[Written instruction]
Your task is to write out exactly the lines from the line containing "Warehouse picking: mark the young man" through the end of the records, inclusive at both ends.

───

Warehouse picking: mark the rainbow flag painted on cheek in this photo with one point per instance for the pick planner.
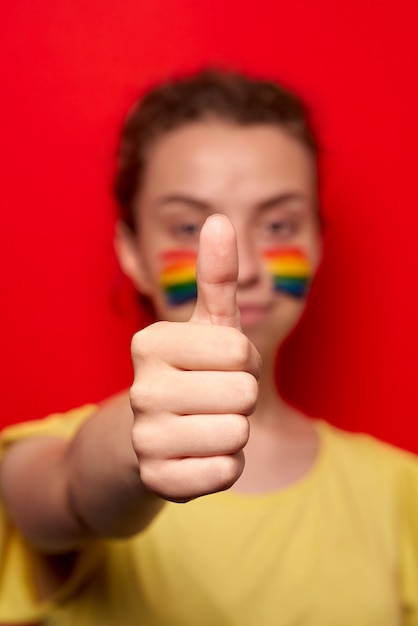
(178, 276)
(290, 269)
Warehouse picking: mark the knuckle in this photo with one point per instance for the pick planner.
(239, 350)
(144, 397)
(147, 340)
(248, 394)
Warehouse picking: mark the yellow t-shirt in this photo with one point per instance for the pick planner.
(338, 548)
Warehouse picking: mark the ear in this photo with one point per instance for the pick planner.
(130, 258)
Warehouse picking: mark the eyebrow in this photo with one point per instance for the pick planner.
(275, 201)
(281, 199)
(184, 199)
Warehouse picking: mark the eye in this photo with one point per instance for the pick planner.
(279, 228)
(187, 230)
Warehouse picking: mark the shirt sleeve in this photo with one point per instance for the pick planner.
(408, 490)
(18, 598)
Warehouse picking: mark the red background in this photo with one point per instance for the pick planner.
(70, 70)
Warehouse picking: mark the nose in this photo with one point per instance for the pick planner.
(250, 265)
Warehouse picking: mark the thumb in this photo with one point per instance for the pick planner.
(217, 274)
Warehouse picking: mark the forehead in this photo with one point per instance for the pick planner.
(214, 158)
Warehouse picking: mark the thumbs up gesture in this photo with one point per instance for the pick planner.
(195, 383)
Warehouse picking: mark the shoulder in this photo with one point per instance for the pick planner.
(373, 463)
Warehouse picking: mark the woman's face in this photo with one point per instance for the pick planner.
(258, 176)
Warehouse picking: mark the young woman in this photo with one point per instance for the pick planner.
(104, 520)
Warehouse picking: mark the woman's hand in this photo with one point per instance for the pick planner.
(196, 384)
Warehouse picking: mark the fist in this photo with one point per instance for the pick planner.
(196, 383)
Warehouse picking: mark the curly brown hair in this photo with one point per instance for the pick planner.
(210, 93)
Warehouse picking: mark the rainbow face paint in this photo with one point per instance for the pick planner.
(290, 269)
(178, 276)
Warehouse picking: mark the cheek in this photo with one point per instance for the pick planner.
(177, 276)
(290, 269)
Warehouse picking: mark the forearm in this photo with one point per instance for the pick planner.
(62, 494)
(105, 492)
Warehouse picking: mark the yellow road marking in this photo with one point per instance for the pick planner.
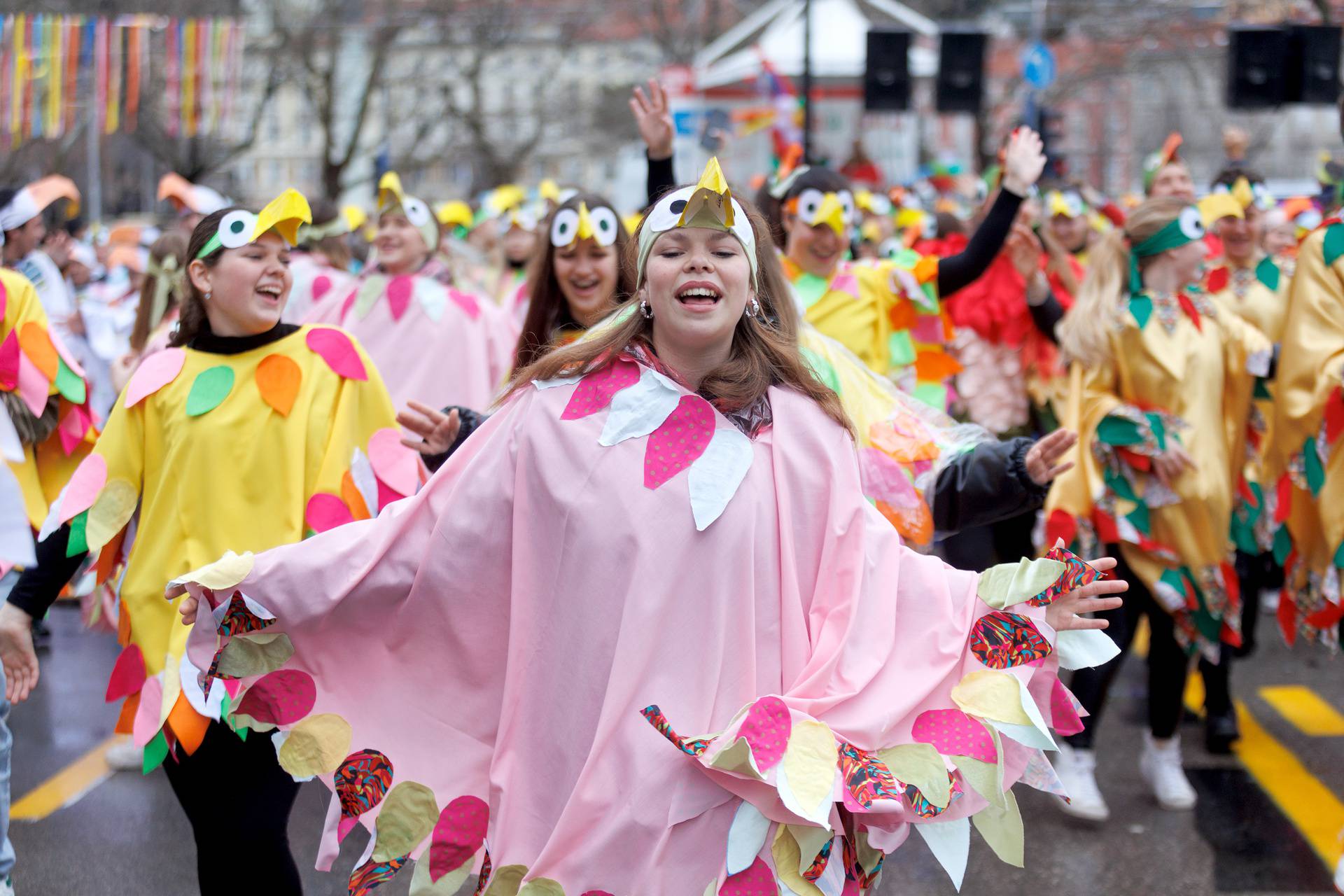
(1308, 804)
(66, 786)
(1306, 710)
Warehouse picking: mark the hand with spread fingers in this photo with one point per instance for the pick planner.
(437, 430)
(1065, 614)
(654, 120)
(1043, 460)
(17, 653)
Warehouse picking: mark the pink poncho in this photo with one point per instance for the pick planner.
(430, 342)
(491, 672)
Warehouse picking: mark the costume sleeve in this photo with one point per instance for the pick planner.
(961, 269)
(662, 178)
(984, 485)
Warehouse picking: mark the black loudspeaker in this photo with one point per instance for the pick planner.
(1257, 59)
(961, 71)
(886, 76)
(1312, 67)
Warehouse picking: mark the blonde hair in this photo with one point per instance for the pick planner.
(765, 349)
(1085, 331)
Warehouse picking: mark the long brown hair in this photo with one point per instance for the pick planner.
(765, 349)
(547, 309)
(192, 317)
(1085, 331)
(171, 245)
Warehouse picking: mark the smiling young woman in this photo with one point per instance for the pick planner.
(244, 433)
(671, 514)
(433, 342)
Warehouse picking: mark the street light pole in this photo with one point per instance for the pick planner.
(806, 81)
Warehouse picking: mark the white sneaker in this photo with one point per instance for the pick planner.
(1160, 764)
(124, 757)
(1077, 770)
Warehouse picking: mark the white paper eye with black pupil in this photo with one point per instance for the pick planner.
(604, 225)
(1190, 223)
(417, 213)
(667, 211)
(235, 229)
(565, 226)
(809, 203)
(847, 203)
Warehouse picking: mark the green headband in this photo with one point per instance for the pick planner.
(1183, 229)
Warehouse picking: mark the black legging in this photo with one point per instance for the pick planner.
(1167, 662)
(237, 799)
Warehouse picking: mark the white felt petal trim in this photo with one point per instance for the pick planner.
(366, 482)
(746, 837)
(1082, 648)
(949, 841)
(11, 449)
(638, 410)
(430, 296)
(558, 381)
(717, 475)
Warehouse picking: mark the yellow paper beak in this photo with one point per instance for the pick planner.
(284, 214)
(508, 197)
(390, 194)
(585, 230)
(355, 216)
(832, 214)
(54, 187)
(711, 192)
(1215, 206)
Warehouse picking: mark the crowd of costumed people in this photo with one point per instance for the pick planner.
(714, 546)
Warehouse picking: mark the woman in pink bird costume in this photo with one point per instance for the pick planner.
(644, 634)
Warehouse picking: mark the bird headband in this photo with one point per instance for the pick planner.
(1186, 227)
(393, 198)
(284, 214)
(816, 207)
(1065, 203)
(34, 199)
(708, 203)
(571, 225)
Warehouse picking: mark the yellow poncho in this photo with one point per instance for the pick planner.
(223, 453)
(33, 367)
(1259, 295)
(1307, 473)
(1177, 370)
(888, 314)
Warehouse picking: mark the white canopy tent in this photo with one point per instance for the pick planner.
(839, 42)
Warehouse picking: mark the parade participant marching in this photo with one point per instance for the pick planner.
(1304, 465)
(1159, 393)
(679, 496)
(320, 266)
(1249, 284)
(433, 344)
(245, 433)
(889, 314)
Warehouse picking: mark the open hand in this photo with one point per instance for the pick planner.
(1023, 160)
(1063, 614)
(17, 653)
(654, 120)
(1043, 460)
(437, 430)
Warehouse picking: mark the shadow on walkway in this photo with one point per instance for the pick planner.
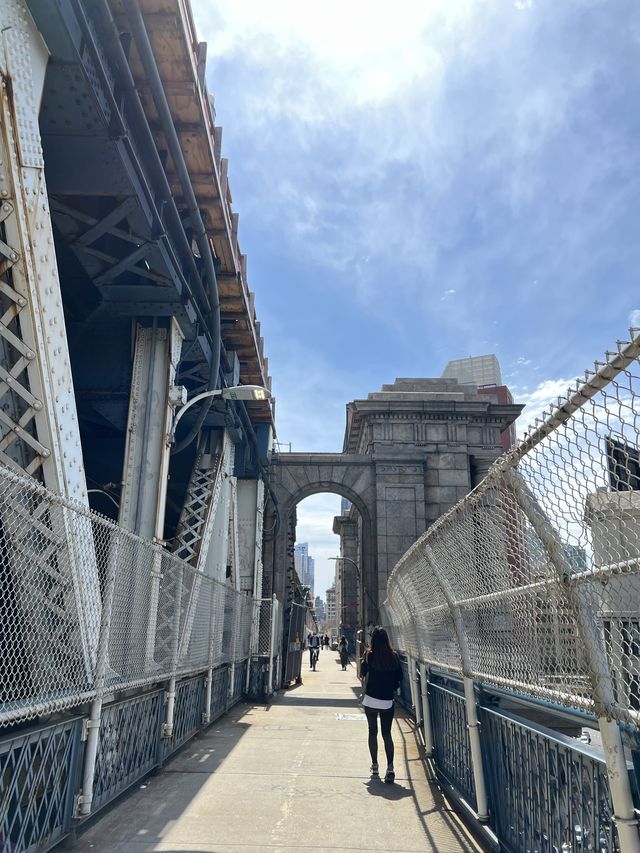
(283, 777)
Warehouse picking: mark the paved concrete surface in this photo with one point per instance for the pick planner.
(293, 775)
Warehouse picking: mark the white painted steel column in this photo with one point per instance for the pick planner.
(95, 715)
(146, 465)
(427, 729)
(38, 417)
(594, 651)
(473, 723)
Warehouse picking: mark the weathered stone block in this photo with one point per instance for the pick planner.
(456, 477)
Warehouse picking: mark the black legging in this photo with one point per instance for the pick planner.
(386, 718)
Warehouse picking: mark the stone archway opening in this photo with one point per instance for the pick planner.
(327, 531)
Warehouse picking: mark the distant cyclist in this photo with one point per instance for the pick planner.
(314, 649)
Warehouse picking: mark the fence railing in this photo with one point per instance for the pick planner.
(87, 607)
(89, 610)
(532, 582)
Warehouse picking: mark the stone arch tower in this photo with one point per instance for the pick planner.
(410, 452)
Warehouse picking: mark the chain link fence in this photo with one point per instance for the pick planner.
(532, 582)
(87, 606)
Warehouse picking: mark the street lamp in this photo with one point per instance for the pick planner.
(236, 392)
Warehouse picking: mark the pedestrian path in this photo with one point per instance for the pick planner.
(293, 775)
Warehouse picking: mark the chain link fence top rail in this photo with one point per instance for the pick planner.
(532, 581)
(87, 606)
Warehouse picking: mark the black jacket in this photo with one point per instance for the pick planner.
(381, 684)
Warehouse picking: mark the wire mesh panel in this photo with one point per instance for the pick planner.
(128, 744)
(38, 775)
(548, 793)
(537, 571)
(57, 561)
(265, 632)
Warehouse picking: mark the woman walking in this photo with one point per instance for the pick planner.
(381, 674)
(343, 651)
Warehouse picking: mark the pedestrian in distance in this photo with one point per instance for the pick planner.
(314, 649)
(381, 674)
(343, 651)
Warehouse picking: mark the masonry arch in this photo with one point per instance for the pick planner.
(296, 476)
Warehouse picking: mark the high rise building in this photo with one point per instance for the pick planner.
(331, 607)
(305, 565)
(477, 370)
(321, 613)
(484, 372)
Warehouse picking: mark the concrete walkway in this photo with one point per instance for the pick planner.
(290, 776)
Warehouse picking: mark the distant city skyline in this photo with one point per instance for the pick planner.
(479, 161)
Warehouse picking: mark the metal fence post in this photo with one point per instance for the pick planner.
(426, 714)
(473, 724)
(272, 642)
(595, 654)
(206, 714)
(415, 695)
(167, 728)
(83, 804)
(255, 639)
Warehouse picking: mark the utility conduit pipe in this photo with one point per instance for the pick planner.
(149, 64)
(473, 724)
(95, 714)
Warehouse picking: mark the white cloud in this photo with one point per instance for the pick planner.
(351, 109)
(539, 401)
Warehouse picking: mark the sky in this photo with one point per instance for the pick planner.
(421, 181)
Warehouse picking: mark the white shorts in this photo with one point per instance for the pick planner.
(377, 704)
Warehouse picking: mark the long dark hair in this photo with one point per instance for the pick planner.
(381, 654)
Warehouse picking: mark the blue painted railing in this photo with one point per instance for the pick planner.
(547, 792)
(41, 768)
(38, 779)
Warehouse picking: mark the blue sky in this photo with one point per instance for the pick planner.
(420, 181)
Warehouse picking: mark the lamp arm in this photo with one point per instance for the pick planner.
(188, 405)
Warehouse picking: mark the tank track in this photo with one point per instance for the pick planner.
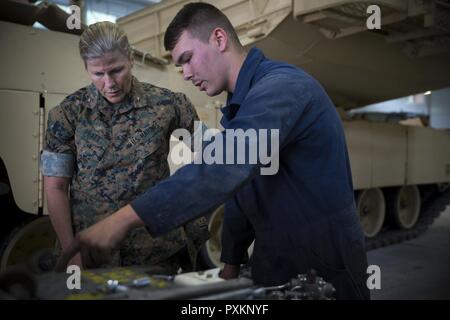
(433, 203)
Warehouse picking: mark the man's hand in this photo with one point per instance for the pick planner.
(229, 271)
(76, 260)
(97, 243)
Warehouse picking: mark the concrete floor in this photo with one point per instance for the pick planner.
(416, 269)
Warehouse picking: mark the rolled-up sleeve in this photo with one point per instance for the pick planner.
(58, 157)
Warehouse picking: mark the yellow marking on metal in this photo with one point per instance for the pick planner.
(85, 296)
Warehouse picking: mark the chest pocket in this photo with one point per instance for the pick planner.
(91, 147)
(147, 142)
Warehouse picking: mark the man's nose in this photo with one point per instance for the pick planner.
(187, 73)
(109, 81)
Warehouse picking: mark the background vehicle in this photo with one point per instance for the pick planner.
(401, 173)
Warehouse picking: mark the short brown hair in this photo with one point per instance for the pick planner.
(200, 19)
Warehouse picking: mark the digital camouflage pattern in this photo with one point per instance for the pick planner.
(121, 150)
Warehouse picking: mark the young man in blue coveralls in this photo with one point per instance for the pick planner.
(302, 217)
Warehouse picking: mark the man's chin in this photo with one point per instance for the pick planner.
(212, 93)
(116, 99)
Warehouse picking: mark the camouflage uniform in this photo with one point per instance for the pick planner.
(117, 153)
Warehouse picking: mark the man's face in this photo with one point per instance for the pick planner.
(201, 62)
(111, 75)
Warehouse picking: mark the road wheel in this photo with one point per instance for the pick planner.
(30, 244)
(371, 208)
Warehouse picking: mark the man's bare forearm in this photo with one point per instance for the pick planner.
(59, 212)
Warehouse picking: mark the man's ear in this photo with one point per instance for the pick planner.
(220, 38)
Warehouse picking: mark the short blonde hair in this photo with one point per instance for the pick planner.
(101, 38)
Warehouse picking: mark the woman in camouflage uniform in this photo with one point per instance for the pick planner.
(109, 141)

───

[Reply]
Warehouse picking: mark the young man in blue coveralls in this photo with one point per instance for the pick planner.
(302, 217)
Warehouse picking: mark the man's chin in this photo with one point per instance for the pick planner.
(212, 93)
(116, 99)
Warehouse picking: mark the camouflage uniform in this photo with one point per instance for the pick planner.
(117, 153)
Warehouse picking: mark the man's face in this photo with one point per instance for the pick planner.
(201, 62)
(111, 75)
Warehouse picking: mark the road wheel in this photo with one point per instance for the pick planner.
(30, 244)
(371, 208)
Warehouse picking: mark the man's bare forearm in this photo with one point per instance for the pick planner.
(59, 212)
Warehouse picking: mark the man's ear in this photo with one point per instance for the pick planner.
(220, 38)
Warehouse picking: mark the short blonde hair in this photo with one point per instance for the pick planner.
(101, 38)
Warehouse picking: mark the woman in camouflage uniform in this photo with one point per instance for the pick planner.
(109, 141)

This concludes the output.